RECORDS FOR THIS TASK
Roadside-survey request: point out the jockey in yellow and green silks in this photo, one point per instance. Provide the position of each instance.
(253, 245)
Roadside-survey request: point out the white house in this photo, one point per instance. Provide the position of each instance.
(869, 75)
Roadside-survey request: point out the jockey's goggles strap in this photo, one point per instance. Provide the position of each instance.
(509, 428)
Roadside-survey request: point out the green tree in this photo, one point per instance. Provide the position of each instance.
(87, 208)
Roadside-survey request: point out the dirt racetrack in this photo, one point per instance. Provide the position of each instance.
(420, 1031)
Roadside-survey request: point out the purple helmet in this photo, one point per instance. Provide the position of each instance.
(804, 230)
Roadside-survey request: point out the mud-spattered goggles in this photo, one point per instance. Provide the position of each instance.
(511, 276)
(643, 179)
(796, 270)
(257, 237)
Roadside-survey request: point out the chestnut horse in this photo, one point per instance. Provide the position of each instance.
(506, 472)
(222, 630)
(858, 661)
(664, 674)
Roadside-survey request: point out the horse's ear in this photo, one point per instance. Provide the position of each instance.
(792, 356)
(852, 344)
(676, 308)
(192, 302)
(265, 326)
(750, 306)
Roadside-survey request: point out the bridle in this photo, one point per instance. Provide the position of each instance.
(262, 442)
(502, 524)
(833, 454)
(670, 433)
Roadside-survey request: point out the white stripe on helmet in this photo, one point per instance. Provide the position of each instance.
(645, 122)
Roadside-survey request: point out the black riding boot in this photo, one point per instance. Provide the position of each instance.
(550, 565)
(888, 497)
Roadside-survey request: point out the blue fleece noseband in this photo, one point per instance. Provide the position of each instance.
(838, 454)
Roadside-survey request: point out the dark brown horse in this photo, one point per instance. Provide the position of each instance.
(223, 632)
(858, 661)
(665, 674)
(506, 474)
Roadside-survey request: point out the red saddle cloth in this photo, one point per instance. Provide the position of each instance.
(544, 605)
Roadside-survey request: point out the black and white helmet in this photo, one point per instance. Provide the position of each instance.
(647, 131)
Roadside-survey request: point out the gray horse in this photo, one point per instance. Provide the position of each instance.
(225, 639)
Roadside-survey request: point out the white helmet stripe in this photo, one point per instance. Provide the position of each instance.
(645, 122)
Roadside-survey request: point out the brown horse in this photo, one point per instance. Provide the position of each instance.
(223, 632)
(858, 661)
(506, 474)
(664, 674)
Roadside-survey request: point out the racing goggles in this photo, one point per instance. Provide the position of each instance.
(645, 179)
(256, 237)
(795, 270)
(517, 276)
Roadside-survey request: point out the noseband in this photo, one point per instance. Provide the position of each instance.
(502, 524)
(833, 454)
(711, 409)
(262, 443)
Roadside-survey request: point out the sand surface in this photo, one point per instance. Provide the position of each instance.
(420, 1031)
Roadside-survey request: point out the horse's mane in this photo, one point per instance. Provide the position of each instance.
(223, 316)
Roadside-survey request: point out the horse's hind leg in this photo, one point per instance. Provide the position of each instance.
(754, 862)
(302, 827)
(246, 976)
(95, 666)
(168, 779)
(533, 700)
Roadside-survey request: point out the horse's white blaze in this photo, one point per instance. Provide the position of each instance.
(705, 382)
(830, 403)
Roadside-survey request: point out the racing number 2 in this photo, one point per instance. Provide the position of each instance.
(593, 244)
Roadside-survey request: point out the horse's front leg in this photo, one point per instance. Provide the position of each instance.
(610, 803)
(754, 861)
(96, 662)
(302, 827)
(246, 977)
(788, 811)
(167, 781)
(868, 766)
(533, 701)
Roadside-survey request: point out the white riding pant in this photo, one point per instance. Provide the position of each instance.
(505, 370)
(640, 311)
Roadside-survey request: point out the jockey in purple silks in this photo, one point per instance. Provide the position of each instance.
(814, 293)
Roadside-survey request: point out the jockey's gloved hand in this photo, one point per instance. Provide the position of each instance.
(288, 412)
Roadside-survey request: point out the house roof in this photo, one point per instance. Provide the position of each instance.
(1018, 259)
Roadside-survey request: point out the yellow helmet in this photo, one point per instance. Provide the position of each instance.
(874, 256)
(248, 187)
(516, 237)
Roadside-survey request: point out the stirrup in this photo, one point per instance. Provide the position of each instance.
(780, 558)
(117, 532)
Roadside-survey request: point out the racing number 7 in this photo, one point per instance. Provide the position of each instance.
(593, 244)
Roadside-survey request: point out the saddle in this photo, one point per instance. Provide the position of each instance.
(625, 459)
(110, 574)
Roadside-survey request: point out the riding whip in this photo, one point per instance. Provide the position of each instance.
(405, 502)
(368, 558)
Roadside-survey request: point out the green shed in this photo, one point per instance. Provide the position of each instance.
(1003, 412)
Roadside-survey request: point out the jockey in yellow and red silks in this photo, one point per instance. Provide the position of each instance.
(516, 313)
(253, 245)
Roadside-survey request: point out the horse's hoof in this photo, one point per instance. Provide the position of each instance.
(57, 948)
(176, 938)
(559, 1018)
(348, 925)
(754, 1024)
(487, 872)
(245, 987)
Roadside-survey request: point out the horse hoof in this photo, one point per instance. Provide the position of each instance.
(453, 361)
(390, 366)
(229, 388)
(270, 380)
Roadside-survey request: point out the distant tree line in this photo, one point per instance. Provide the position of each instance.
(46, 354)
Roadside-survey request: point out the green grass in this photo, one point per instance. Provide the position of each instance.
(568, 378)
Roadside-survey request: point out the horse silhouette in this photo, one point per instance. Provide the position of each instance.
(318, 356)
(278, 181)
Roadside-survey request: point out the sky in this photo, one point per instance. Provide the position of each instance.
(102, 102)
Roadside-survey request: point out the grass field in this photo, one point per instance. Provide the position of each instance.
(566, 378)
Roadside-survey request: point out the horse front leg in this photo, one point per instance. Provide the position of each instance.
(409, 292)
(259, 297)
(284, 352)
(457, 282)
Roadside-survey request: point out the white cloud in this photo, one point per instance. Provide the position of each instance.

THE PROBLEM
Print out all the entries precisely as written.

FULL RESPONSE
Roadside-survey request: point out the jockey in yellow and green silks in this photo, one point per instance. Provide the position of each instance.
(253, 245)
Roadside-survey request: point out the white house in this photo, one point per instance. Provide the position of each instance.
(869, 75)
Roadside-survey request: point out the jockey's goggles strap in this photo, one point per instance. Provide the position of each instance.
(509, 428)
Roadside-survey request: point out the green tree in this photo, one point per instance. Provide the position of each instance.
(87, 208)
Roadside-survey request: point out the dirt racetrack in this photo, one point per instance. Provide the position of each instance.
(420, 1031)
Roadside-survey request: point out the purple helmet in this photo, one point per instance. Provide the position of each instance.
(804, 230)
Roadside-survey request: point out the mud-spattered goggles in this photo, one point per instance. Provide the position of each instance.
(511, 276)
(643, 179)
(796, 270)
(257, 237)
Roadside-survey request: point out the chestnut horse in this photo, one point per instance. Provide the position of each instance.
(506, 472)
(222, 630)
(858, 661)
(664, 674)
Roadside-survey request: point out the horse's ear in this photo, one point per instance. Provide the position of each instance.
(792, 356)
(852, 344)
(676, 308)
(192, 302)
(265, 326)
(750, 306)
Roadside-survey request: point out the bridle in this photo, one point per instance. Provide the position of each instance.
(262, 442)
(502, 524)
(833, 454)
(670, 433)
Roadside-survey request: point out the white stripe on helmet in this photo, one point per instance. Provide the position of each instance.
(645, 122)
Roadside-survey request: point out the black riding boot in this photo, one point per instance. Provide the position of each instance.
(550, 565)
(888, 497)
Roadside-survey request: point out the blue fleece noseband in this photo, one point per instance. Provide the position of each instance.
(838, 454)
Roadside-survey request: point out the dark brown horse in this photo, one point per instance. Provide the position of each instance.
(223, 632)
(858, 661)
(665, 674)
(506, 474)
Roadside-survey request: point out the red saddle cloth in this photo, one point per instance. Provide the position of each instance.
(544, 605)
Roadside-survey request: point out the black and white helmet in this photo, one point per instance. Provide the position of each instance.
(647, 131)
Roadside-survey request: point out the gray horse in this photo, one point per instance. Provide the position of each instance.
(225, 639)
Roadside-survey request: point out the white helmet stripe in this photo, one point per instance. Provide the position of each instance.
(645, 122)
Roadside-survey request: point out the brown horse in this photo, one point per instance. Provide the position of each instance.
(223, 632)
(858, 661)
(506, 474)
(664, 674)
Roadside-survey request: point out the racing goggles in this photo, one point per instance. Provide the position of each instance.
(645, 179)
(256, 237)
(795, 270)
(517, 276)
Roadside-survey request: point out the noseband in this photo, one point per instance. Provide the position of each instance.
(502, 524)
(833, 454)
(711, 409)
(262, 443)
Roadside-survey request: point out the sand surface in this photo, one point per instance. Provide the position of each instance.
(420, 1031)
Roadside-survey request: point out the horse's mane in this photo, one point per instance. Provide the position of each instance.
(223, 316)
Roadside-survey request: point out the horse's hind leg in this photo, one point per instance. Provide the position of each instance.
(754, 862)
(302, 827)
(246, 976)
(95, 666)
(168, 779)
(533, 700)
Roadside-survey request: point out the horse's white blaze in this photo, one point per instance. Provide the position of each instance.
(705, 382)
(830, 403)
Roadside-survey request: point out the racing number 2 in this photo, one point per instance. Provide the position of each instance.
(593, 244)
Roadside-survey request: point out the horse's front leg in this photo, one point per instance. Provide the position of each instance.
(610, 803)
(754, 861)
(96, 662)
(302, 827)
(246, 977)
(788, 811)
(167, 781)
(868, 766)
(533, 701)
Roadside-survey request: point out the white riding pant in this photo, one point per instance. Provide the position of each instance.
(505, 370)
(640, 311)
Roadside-survey request: point out the jockey in purple silks in this photo, one point per instance. Provide the position of each instance.
(814, 293)
Roadside-survey request: point out the jockey's gloved hand in this photo, one point per instance. Provide the position of each instance.
(288, 412)
Roadside-survey request: point out the house roof in this photo, one point per instance. Provide the position of each instance.
(1018, 259)
Roadside-survey request: point out the yellow helmet in this photo, one point per instance. Provide the position of each instance.
(874, 256)
(248, 187)
(516, 237)
Roadside-survey request: point out the stirrup in this photo, one point per instance. Provide the position of each instance.
(780, 558)
(117, 532)
Roadside-survey request: point out the racing number 7 in this photo, one point per instance. Provide the position of each instance.
(593, 244)
Roadside-survey request: point out the saddle in this photo, one point per instance. Provide the position of each instance.
(625, 459)
(110, 574)
Roadside-survey request: point out the riding whip in this photo, one point per instance. Provide the position of each instance.
(405, 502)
(368, 558)
Roadside-survey request: point out the green shed in this photo, one point per instance. Provide the position of each instance.
(1003, 412)
Roadside-survey request: point out the jockey in yellow and red silks in this photo, one point per instance. Provide the position of each instance.
(516, 313)
(253, 245)
Roadside-survey request: point out the horse's hoof in this photo, one point per instance. Provide the position of each instance.
(57, 948)
(176, 938)
(559, 1018)
(348, 925)
(754, 1024)
(487, 872)
(245, 987)
Roadside-survey request: point out the horse hoof in this photo, one point per instance. Provide the position of each instance.
(453, 361)
(390, 366)
(229, 388)
(270, 380)
Roadside-survey request: point out the distant tree line in this photo, one point per instance. Provide the position of each instance.
(46, 354)
Roadside-survey request: point out the green grass in this photo, one point per instance. Provide the position of each instance.
(568, 378)
Roadside-survey request: point out the horse silhouette in this photo, one point per instance. Provide the position of each instance.
(318, 356)
(278, 181)
Roadside-survey request: point out the sky in this photo, one point per instance. Provide the position of each instance.
(102, 102)
Roadside-survey request: point out the grass field in this photo, one point per instance. Provide the position of each instance.
(566, 378)
Roadside-survey request: point out the horse front leg in this photo, one point per instance. Provide the position of each instance.
(409, 292)
(259, 297)
(284, 352)
(457, 282)
Roadside-survey request: point out the white cloud in this photo, one point per instance. Provide the position of each instance.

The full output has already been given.